+++ PAGE EXCERPT

It's festival time for Ballet West - and a very special Bon Voyage festival it will be, with two weeks of performance scheduled Sept. 4-21 at the Capitol Theatre.

During that time, Ballet West, zeroing in on its engagement at the John F. Kennedy Center Oct. 8-13, will show the home folks the programs it will dance inWashington, D.C. - a variety program Sept. 4-8 featuring the premiere of "The Age of Anxiety" by John Neumeier, and on Sept. 13-21, the full-length "Anna Karenina" by Andre Prokovsky.

"Recognition in Washington is a very important for us, because it's the center of world ballet right now," said artistic director John Hart. "In the past 10 years, almost every notable company of America, Europe and Russia has appeared at Kennedy. (Few can afford the luxury of a New York season anymore. Houston lost a half million dollars in a week when they went in.)

"The other three times Ballet West has gone to Kennedy, people have been surprised that a regional company could do so well. But this time we go with full acceptance as a national company, to open their dance season. We have come of age, and the company we keep on the 1991-92 dance series proves my point - Russia's Kirov Ballet, American Ballet Theatre, Pacific Northwest Ballet, Dance Theatre of Harlem and the Royal Danish Ballet."

Ballet West necessarily opens its home season early this year, to accommodate both programs and leave time for a little rest before fulfilling its Washington engagement.

Accordingly, the variety program will have performances at 7:30 p.m. Wednesday-Saturday Sept. 4-7, with 2 p.m. matinees Saturday and Sunday, Sept. 7-8.

The centerpiece of this triple bill will be Neumeier's "The Age of Anxiety" with music by Leonard Bernstein, design and costumes by Zack Brown. This piece was underwritten by one of six grants made by the Kennedy Center to American ballet companies, to create works by all-American teams of artists.

The company will also dance Balanchine's "Divertimento No. 15" with music by Mozart, and complete the program with "The Gilded Bat," its popular comedy-adventure of little Maude Splaytoes, choreographed by Peter Anastos with set and costumes by Edward Gorey, music by Peter Golub.

++++++
+++ ENTRIES SUPPLIED

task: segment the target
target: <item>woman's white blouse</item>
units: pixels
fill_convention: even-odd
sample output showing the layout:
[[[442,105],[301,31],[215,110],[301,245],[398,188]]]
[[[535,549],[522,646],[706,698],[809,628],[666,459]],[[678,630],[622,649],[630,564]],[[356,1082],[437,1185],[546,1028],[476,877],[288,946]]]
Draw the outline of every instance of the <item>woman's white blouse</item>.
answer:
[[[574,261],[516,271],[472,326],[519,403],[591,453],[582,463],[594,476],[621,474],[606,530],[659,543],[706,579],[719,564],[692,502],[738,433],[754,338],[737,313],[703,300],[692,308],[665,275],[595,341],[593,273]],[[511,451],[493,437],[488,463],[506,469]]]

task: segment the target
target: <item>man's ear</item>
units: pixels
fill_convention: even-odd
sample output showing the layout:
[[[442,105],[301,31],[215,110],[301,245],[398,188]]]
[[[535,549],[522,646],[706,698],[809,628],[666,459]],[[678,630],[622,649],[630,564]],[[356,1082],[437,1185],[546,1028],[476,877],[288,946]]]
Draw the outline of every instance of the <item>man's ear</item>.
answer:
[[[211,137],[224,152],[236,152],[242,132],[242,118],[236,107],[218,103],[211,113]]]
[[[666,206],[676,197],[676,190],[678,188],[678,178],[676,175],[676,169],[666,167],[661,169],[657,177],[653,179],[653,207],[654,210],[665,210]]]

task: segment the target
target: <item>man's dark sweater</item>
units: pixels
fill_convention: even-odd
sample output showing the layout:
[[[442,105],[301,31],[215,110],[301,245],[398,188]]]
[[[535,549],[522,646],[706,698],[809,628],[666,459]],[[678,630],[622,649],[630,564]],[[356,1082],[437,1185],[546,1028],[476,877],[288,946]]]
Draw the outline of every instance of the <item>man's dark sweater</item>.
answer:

++++++

Answer these from the Ballet West article:
(a) What dates is Ballet West's engagement at the John F. Kennedy Center?
(b) Who wrote the music for "The Age of Anxiety"?
(c) Who choreographed "The Gilded Bat"?
The records have nothing to do with the Ballet West article.

• _RESPONSE_
(a) Oct. 8-13
(b) Leonard Bernstein
(c) Peter Anastos